WHAT IS EXPECTED:
Your output is to consist only of the line containing "Target: deck platform" and the lines after it, through the end of the data, reproduced exactly.

───── MATERIAL SUPPLIED

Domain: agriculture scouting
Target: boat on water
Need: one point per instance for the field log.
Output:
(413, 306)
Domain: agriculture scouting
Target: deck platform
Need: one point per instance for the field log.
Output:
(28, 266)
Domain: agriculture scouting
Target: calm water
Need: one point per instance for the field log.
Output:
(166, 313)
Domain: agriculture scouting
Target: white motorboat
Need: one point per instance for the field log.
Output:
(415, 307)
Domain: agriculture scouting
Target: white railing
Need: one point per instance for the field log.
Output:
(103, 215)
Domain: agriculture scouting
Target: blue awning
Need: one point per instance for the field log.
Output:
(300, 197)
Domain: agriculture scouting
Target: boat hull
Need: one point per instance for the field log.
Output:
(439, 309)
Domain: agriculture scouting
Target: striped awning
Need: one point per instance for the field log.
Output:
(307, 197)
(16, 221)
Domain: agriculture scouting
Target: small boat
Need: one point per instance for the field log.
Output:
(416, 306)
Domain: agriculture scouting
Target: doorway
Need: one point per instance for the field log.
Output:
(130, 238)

──────────

RESPONSE:
Target: deck platform
Need: one point per instance for the field log.
Output:
(28, 266)
Domain: agriculture scouting
Target: calm water
Need: one point per instance for the field log.
Output:
(166, 313)
Domain: agriculture scouting
Target: white motorboat
Need: one point per instance for the field log.
Output:
(415, 307)
Domain: agriculture scouting
Target: white railing
Need: one point per instance for the field log.
Output:
(103, 215)
Domain: agriculture scouting
Target: blue awning
Need: one point per instance for the field log.
Output:
(300, 197)
Domain: agriculture scouting
Target: boat hull
Need: one point per instance for the field log.
Output:
(439, 309)
Domain: agriculture scouting
Target: striped awning
Need: one point per instance for the field log.
Output:
(307, 197)
(16, 221)
Domain: agriculture scouting
Target: small boat
Need: one point per instance for the field log.
Output:
(416, 306)
Domain: agriculture scouting
Target: doorway
Need: one point per instance for the field log.
Output:
(130, 238)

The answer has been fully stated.